══ Given data

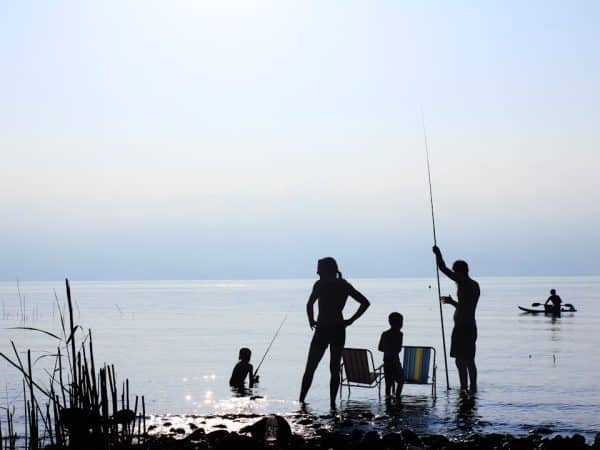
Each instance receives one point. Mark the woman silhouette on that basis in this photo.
(332, 291)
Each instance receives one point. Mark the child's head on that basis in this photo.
(327, 268)
(396, 320)
(245, 354)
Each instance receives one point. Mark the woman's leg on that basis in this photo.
(461, 365)
(315, 353)
(472, 370)
(335, 352)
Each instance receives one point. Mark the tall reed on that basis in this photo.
(78, 407)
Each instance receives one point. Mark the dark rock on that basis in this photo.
(577, 442)
(392, 441)
(217, 435)
(371, 440)
(356, 435)
(410, 437)
(234, 441)
(196, 435)
(281, 431)
(335, 441)
(124, 416)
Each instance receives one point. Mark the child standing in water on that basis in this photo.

════

■ Required work ■
All entries need repeating exactly, but without the pictures.

■ Exercise response ■
Each instance receives one point. Mark the woman silhouette on that basis in this photo.
(332, 291)
Each instance receives one point. Mark the child's head on that basis in this photo.
(327, 268)
(396, 320)
(245, 354)
Each instance receives one point. Mark the woman's leg on that basis in this photo.
(461, 365)
(315, 353)
(472, 370)
(335, 352)
Each instance receives one point. Mark the tall reed on that basis in this photo.
(78, 407)
Each instance receives one point. Mark the dark rock on that basis in this photo.
(577, 442)
(392, 441)
(217, 435)
(371, 440)
(356, 435)
(410, 437)
(234, 441)
(196, 435)
(281, 431)
(335, 441)
(124, 416)
Each instance receives one point. Mark the child standing in water on that basis in this photo.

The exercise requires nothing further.